[Stored records]
== Segment start ==
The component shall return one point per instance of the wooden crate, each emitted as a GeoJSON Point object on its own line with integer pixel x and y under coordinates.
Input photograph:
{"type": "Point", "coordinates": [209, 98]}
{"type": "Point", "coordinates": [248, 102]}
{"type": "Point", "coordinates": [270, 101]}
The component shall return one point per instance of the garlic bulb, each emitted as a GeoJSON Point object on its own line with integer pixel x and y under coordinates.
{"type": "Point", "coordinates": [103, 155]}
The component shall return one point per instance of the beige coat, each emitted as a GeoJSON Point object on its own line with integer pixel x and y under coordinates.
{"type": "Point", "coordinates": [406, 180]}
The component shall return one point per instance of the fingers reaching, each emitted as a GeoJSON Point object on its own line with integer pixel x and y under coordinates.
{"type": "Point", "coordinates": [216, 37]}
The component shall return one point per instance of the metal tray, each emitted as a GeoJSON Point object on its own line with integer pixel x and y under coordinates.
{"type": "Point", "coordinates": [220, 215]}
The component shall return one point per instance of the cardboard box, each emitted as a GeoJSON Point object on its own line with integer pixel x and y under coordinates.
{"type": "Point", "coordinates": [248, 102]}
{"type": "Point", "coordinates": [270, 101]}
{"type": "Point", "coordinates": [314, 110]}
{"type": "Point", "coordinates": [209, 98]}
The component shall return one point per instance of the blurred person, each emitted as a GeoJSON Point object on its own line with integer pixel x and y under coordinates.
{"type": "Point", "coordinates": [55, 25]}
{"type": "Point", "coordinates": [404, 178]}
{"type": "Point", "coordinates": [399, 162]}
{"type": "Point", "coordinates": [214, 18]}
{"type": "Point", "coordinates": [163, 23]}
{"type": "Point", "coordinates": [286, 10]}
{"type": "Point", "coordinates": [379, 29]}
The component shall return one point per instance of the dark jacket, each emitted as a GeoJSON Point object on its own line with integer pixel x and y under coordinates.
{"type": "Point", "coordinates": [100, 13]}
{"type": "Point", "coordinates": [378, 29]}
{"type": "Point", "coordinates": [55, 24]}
== Segment end ==
EXERCISE BRIEF
Print the data in full. Match it exactly.

EXERCISE RESULT
The component shall return one point per instance of the wooden crate, each emitted as a GeoJSON Point object on its own line with integer pixel x and y under coordinates.
Input photograph:
{"type": "Point", "coordinates": [209, 98]}
{"type": "Point", "coordinates": [248, 102]}
{"type": "Point", "coordinates": [270, 101]}
The component shall return one point per instance of the garlic bulb, each emitted as a GeoJSON Point object on its own line with integer pixel x and y under coordinates.
{"type": "Point", "coordinates": [103, 155]}
The component shall return one point per instance of the beige coat, each emitted as a GeoJSON Point object on its own line with integer pixel x and y under coordinates.
{"type": "Point", "coordinates": [406, 180]}
The component shall return one point per instance of the fingers reaching, each emitted as a GeoJSON Point object on its own line with integer pixel x and y under coordinates.
{"type": "Point", "coordinates": [216, 37]}
The component shall return one point per instance of the metal tray, each emitted as a GeoJSON Point object on its own line with integer pixel x and y under coordinates.
{"type": "Point", "coordinates": [220, 215]}
The component shall return one point per instance of the cardboard box, each emitted as a GeoJSON Point object on its own line with integer pixel x and y under coordinates.
{"type": "Point", "coordinates": [248, 102]}
{"type": "Point", "coordinates": [270, 101]}
{"type": "Point", "coordinates": [314, 110]}
{"type": "Point", "coordinates": [209, 98]}
The component shall return one point per instance of the blurred person, each emitted as a GeoJSON Point object on its own line with integer pixel x and y under coordinates.
{"type": "Point", "coordinates": [55, 25]}
{"type": "Point", "coordinates": [404, 178]}
{"type": "Point", "coordinates": [399, 162]}
{"type": "Point", "coordinates": [214, 18]}
{"type": "Point", "coordinates": [163, 23]}
{"type": "Point", "coordinates": [286, 10]}
{"type": "Point", "coordinates": [379, 29]}
The component shall return one point per instance of the dark jacket, each emitted as a GeoJSON Point object on its own line with integer pixel x and y under coordinates.
{"type": "Point", "coordinates": [100, 13]}
{"type": "Point", "coordinates": [378, 29]}
{"type": "Point", "coordinates": [55, 24]}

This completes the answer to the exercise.